*Brief*
From the listing that follows, extract every line and set it down unaltered.

___ Excerpted data

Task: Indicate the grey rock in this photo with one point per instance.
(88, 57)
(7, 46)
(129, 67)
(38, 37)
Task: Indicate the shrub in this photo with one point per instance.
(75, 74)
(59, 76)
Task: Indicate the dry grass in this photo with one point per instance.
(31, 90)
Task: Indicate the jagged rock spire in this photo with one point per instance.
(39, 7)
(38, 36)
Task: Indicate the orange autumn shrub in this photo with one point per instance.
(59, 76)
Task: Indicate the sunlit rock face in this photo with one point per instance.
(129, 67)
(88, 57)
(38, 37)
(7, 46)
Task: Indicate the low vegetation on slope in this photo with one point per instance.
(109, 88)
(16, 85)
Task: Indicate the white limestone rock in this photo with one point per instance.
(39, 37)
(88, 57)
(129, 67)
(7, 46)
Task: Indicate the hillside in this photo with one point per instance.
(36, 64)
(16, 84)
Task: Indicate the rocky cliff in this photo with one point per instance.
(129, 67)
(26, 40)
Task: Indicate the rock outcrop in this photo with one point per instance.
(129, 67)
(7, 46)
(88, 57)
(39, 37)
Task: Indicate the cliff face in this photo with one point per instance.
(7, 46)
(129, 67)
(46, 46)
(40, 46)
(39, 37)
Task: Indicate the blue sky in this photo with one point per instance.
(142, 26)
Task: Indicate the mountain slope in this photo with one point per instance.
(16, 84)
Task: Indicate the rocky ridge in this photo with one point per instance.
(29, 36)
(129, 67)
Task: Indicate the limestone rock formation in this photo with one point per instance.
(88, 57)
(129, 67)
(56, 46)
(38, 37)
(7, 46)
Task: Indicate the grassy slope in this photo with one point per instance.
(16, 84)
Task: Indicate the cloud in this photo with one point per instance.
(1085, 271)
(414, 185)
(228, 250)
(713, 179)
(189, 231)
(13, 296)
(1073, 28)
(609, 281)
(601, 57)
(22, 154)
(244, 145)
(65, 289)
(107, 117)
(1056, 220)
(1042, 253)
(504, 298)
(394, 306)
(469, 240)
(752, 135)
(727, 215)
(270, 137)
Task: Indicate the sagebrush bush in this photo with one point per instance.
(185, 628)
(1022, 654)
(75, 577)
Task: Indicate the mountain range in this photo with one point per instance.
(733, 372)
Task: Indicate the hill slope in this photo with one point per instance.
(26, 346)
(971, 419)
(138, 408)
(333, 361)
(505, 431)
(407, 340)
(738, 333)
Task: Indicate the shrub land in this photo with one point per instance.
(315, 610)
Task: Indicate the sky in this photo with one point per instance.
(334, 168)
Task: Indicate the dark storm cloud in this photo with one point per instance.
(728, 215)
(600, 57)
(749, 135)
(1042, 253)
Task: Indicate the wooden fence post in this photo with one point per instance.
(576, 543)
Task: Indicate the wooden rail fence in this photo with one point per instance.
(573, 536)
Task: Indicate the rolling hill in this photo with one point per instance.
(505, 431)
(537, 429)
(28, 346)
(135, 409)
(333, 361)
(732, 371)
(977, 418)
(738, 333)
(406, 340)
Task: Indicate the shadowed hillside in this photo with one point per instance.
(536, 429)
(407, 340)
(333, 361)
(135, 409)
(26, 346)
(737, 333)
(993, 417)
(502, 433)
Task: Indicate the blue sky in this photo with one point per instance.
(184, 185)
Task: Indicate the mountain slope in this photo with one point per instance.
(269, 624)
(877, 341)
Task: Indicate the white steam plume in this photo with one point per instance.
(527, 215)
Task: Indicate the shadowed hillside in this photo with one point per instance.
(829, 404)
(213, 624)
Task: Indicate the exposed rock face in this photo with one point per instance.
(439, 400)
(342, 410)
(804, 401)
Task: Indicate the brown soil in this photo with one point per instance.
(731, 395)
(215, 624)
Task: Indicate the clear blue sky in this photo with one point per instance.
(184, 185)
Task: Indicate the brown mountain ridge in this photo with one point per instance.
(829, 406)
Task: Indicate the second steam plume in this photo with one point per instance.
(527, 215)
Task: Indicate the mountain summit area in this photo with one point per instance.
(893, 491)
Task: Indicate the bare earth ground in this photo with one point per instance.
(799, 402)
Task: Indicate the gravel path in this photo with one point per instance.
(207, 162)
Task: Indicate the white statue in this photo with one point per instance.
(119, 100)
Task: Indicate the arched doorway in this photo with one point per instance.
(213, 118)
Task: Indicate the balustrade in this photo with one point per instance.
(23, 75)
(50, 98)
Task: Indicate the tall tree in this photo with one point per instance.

______

*Answer below*
Task: Indicate the grey rock in this photo with one point per instance.
(88, 57)
(7, 46)
(129, 67)
(38, 37)
Task: Indicate the shrub in this photo with one point per instance.
(75, 74)
(59, 76)
Task: Indicate the dry grass in this photo with one point per instance.
(31, 90)
Task: Indicate the jagged rock spire in this photo with one point per instance.
(39, 7)
(38, 36)
Task: Indicate the orange autumn shrub in this photo with one point per instance.
(59, 76)
Task: Indicate the sunlit rock face in this photo with one point per instance.
(129, 67)
(88, 57)
(38, 37)
(7, 46)
Task: Indicate the low vegetation on slope in this photo with one point per instance.
(109, 88)
(16, 85)
Task: Indicate the white limestone rock in this photo with one point per instance.
(39, 37)
(88, 57)
(129, 67)
(7, 46)
Task: Indicate the hillside in this photo with one point per instance.
(36, 64)
(16, 84)
Task: Indicate the rocky cliff in this photo with one point per instance.
(129, 67)
(26, 40)
Task: Indicate the rock outcrop in this photo with one point per instance.
(129, 67)
(7, 46)
(88, 57)
(39, 37)
Task: Indicate the cliff face in this photo with one point per instance.
(7, 46)
(129, 67)
(46, 46)
(40, 46)
(39, 37)
Task: Indicate the blue sky in this photo with one point per instance.
(142, 26)
Task: Indicate the mountain slope in this photo with one point per instance.
(16, 84)
Task: Indicate the rocky ridge in this photo with one point per instance.
(29, 36)
(129, 67)
Task: Indicate the limestone rock formation in this photo with one point per instance.
(88, 57)
(129, 67)
(56, 46)
(38, 37)
(7, 46)
Task: Indicate the grassy slope in this photo with one point per instance.
(16, 84)
Task: Indicate the cloud in this photo with one point per instance.
(1085, 271)
(414, 185)
(228, 250)
(713, 179)
(189, 231)
(13, 296)
(1073, 28)
(609, 281)
(601, 57)
(22, 154)
(244, 145)
(65, 289)
(107, 117)
(1056, 220)
(1042, 253)
(504, 298)
(394, 306)
(469, 240)
(752, 135)
(727, 215)
(270, 137)
Task: Indicate the sagebrush bush in this photo with one point per instance.
(185, 628)
(1022, 654)
(75, 577)
Task: Indicate the mountain range in this photo with one point per instance.
(733, 372)
Task: Indicate the hill slope in this photo with one point per instance.
(26, 346)
(971, 419)
(138, 408)
(333, 361)
(505, 431)
(407, 340)
(738, 333)
Task: Indicate the shrub land in this photo with one point per instance.
(315, 610)
Task: Indicate the sky in this photo with one point per instance.
(334, 168)
Task: Indicate the dark storm cloud in this photo with one point per instance.
(728, 215)
(600, 57)
(749, 135)
(1042, 253)
Task: Indicate the wooden fence post in this photo with one point per instance.
(576, 543)
Task: Indicate the wooden rail fence in this photo with one point per instance.
(573, 536)
Task: Indicate the rolling hill in this photo with one point per instance.
(505, 431)
(537, 429)
(28, 346)
(135, 409)
(333, 361)
(732, 371)
(977, 418)
(738, 333)
(406, 340)
Task: Indicate the shadowed hillside in this photo with one point per instance.
(536, 429)
(407, 340)
(333, 361)
(135, 409)
(26, 346)
(737, 333)
(993, 417)
(502, 433)
Task: Indicate the blue sky in this photo with one point per instance.
(184, 185)
Task: Indicate the mountain slope in this photo with one point per instance.
(269, 624)
(877, 341)
Task: Indicate the white steam plume in this photo with one point per instance.
(527, 215)
Task: Indicate the shadowed hillside in this photo with one point per instance.
(829, 404)
(213, 624)
Task: Indicate the exposed rock face in this photo with one point per instance.
(439, 400)
(342, 410)
(804, 401)
Task: Indicate the brown soil in this photo with one point per instance.
(731, 395)
(215, 624)
Task: Indicate the clear blue sky in this photo with one point per instance.
(184, 185)
Task: Indicate the brown mountain ridge in this photo with one point per instance.
(829, 406)
Task: Indicate the second steam plume in this photo with one point per instance.
(527, 215)
Task: Indicate the mountain summit area in this photo with one point per instance.
(893, 491)
Task: Indicate the bare earth ground in this photo with one point per instance.
(799, 402)
Task: Indicate the gravel path in this photo with one point per instance.
(207, 162)
Task: Indicate the white statue in this photo with one point per instance.
(119, 100)
Task: Indicate the arched doorway in this photo with one point per instance.
(213, 118)
Task: Indicate the balustrade in this photo with one point per instance.
(23, 75)
(50, 98)
Task: Indicate the tall tree in this photo with one point per instance.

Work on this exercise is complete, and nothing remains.